— Start Provided data —
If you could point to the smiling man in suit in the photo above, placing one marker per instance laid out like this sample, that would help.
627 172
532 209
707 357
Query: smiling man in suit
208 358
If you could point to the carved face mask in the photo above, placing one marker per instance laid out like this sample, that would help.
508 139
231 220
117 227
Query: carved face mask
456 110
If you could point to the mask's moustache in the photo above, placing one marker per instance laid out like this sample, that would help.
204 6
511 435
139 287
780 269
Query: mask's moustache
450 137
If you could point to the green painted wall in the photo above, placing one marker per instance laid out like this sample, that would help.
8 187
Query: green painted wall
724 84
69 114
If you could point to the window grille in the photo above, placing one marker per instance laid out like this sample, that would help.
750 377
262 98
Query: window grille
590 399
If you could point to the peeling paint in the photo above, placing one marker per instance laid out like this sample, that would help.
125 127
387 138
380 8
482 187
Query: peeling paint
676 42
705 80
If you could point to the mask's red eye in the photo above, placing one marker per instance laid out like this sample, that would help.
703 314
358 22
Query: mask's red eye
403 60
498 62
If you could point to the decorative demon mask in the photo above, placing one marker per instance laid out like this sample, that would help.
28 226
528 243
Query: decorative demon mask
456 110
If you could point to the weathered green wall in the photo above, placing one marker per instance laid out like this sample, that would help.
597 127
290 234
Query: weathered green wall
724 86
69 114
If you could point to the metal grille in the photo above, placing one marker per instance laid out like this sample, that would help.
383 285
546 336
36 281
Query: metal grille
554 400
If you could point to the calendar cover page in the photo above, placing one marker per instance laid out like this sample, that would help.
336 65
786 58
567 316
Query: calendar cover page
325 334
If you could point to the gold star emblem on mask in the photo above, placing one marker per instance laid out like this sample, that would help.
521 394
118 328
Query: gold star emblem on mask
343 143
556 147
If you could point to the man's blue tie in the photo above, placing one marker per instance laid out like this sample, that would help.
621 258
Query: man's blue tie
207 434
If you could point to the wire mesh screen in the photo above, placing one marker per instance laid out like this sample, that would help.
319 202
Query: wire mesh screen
— End Provided data —
Instructions for the task
Reproduce everything from the line containing "If you could point to the man's" down to the end of the material, requests included. Scale only the point coordinates in the answers by 0.4 and round them to whole numbers, with halves rounded up.

Solution to this problem
If you could point to the man's blue tie in the photo above, placing one marker per instance laid out like this sample, that would help.
621 258
Query: man's blue tie
83 174
If you could point to the wire mesh screen in the photo above, placing one marker per instance laid out like this sample, that would help.
319 202
Query: wire mesh screen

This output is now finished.